■ **Petunjuk Kerja**:
a - Dalam teks tentang kekerasan terhadap anak, apa sebutan untuk kekerasan terhadap anak di dalam rumah tangga jika pelakunya orang tua?
b - Teruskan teks tentang kekerasan terhadap anak, mulai setelah kalimat terakhirnya.

■ **Potongan Dokumen**:
----

Selain Battered Child Syndrome, istilah lain untuk menggambarkan kasus penganiayaan yang dialami anak-anak adalah Maltreatment Syndrome, yang meliputi gangguan fisik seperti diatas, juga gangguan emosi anak dan adanya akibat asuhan yang tidak memadai, ekploitasi seksual dan ekonomi, pemberian makanan yang tidak layak bagi anak atau makanan kurang gizi, pengabaian pendidikan dan kesehatan dan kekerasan yang berkaitan dengan medis.

Menurut Sutanto (2006), kekerasan anak adalah perlakuan orang dewasa atau anak yang lebih tua dengan menggunakan kekuasaan atau otoritasnya terhadap anak yang tak berdaya yang seharusnya menjadi tanggung jawab atau pengasuhnya, yang berakibat penderitaan, kesengsaraan, cacat atau kematian. Kekerasan anak lebih bersifat sebagai bentuk penganiayaan fisik dengan terdapatnya tanda atau luka pada tubuh sang anak. Jika kekerasan terhadap anak didalam rumah tangga dilakukan oleh orang tua, maka hal tersebut dapat disebut kekerasan dalam rumah tangga.

Tindak kekerasan rumah tangga yang termasuk di dalam tindakan kekerasan rumah tangga adalah memberikan penderitaan baik secara fisik maupun mental di luar batas-batas tertentu terhadap orang lain yang berada di dalam satu rumah; seperti terhadap pasangan hidup, anak, atau orang tua dan tindak kekerasan tersebut dilakukan di dalam rumah.

----

■ **Entri Tersedia**:
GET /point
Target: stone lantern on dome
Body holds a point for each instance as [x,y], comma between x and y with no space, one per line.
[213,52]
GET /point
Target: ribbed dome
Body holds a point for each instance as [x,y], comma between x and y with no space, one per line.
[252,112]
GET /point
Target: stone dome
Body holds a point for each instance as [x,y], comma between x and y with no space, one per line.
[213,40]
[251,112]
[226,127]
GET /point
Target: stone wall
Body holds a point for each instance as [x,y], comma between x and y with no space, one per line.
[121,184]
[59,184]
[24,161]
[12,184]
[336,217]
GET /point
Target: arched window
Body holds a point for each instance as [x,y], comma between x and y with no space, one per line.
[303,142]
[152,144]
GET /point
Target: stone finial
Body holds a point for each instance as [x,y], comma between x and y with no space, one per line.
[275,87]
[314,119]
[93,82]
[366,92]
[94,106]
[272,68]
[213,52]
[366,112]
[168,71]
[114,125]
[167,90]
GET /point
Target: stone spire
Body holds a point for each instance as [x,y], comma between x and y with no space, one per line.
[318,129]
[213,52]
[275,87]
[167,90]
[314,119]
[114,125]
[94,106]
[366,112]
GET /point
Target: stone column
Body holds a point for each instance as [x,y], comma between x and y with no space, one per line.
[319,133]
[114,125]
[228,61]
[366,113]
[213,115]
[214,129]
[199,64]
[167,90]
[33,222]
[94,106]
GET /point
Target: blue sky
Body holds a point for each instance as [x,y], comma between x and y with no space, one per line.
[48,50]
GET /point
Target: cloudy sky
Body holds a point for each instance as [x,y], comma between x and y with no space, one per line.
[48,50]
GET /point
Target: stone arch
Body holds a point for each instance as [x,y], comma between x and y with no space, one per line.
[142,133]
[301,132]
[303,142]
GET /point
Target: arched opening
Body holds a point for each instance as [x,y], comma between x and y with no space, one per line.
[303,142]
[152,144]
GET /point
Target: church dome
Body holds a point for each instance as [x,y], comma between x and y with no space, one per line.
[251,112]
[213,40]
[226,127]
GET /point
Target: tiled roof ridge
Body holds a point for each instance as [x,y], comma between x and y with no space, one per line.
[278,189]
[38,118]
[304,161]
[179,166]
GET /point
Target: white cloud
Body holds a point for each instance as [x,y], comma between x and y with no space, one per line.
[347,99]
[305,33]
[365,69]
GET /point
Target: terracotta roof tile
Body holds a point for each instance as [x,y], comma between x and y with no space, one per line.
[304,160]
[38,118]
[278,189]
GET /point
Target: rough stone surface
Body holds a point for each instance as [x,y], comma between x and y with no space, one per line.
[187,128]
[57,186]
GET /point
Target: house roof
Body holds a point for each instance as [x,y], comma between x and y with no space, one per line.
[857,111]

----

■ **Hasil Latihan**:
a - Kekerasan dalam rumah tangga.

b -
Banyak orangtua menganggap kekerasan pada anak adalah hal yang wajar. Mereka beranggapan kekerasan adalah bagian dari mendisiplinkan anak. Mereka lupa bahwa orangtua adalah orang yang paling bertanggung jawab dalam mengupayakan kesejahteraan, perlindungan, peningkatan kelangsungan hidup, dan mengoptimalkan tumbuh kembang anaknya. 

Keluarga adalah tempat pertama kali anak belajar mengenal aturan yang berlaku di lingkungan keluarga dan masyarakat. Sudah barang tentu dalam proses belajar ini, anak cenderung melakukan kesalahan. Bertolak dari kesalahan yang dilakukan, anak akan lebih mengetahui tindakan-tindakan yang bermanfaat dan tidak bermanfaat, patut atau tidak patut. Namun orang tua menyikapi proses belajar anak yang salah ini dengan kekerasan. Bagi orangtua, tindakan anak yang melanggar perlu dikontrol dan dihukum. Bagi orangtua tindakan yang dilakukan anak itu melanggar sehingga perlu dikontrol dan dihukum.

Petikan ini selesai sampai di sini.